▶ [Task]
The output is the lines below from the one with "Target: bear's front leg" through the one with "Write each point like <point>34,203</point>.", both included, printed exactly and with no other line.

•••

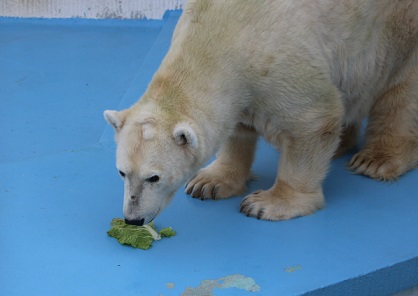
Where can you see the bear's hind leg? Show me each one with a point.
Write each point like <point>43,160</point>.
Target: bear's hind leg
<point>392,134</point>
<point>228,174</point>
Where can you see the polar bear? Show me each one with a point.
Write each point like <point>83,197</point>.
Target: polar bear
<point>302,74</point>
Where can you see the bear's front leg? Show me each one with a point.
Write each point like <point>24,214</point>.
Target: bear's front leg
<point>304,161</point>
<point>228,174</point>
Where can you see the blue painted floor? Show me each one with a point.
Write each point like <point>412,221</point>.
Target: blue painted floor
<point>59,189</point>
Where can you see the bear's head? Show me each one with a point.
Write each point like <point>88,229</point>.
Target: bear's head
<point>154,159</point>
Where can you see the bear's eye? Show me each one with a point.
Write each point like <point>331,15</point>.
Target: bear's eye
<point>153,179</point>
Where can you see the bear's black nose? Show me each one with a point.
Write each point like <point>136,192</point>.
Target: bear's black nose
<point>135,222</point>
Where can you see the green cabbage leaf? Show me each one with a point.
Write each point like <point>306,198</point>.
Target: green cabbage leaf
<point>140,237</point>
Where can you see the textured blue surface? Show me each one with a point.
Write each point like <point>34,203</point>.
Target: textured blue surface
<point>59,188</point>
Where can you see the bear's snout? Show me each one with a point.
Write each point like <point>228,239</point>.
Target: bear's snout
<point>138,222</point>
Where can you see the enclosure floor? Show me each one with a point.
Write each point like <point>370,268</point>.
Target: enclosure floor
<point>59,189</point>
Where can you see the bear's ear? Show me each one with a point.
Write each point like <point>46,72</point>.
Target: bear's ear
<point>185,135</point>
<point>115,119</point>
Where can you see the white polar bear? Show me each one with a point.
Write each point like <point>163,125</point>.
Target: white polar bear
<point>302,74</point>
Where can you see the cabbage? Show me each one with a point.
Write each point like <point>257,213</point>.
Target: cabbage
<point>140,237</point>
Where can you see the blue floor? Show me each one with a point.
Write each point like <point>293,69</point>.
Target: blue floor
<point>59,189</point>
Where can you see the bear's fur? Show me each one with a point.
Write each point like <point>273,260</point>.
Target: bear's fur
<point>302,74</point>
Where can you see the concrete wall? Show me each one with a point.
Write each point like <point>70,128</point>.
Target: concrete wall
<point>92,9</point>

•••

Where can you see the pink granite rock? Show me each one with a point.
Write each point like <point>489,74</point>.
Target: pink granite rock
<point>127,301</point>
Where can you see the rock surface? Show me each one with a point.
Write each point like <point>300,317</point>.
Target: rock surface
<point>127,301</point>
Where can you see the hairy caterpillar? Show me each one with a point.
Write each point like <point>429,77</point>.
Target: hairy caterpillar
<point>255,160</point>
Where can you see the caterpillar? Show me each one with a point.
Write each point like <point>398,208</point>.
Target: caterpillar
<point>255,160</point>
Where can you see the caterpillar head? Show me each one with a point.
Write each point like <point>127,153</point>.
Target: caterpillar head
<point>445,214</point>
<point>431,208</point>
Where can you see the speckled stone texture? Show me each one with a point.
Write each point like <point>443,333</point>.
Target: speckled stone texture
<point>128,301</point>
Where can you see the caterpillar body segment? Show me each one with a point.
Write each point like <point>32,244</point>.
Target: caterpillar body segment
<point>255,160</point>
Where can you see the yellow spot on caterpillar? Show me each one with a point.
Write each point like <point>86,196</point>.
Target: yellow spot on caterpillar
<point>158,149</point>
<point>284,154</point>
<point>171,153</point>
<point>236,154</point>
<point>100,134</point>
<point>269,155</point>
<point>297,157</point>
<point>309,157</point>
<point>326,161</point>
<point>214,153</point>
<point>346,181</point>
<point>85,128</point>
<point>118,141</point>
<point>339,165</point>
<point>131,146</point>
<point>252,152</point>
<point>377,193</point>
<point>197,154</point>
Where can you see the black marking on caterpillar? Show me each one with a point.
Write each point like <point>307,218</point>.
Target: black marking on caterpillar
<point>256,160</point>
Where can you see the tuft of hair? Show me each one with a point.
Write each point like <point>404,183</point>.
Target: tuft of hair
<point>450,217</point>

•••

▶ [Solution to this exercise]
Target: bear's front leg
<point>304,161</point>
<point>228,174</point>
Where can you see the blue painted floor? Show me each one with a point.
Write each point like <point>412,221</point>.
Target: blue painted floor
<point>59,189</point>
Where can you see the bear's head? Show me each one with a point.
Write each point like <point>88,229</point>.
Target: bear's head
<point>154,159</point>
Where can you see the bear's eye? Show me each one with a point.
Write each point like <point>331,15</point>.
Target: bear's eye
<point>153,179</point>
Where can you see the bear's black nose? Show me each one with a point.
Write each point like <point>136,192</point>.
Target: bear's black nose
<point>135,222</point>
Where can you see the green cabbage leaf? Show me each one with a point.
Write each point like <point>306,198</point>.
Target: green cabbage leaf
<point>140,237</point>
Where can you see the textured blue surface? Show me each one with a point.
Write each point like <point>34,203</point>.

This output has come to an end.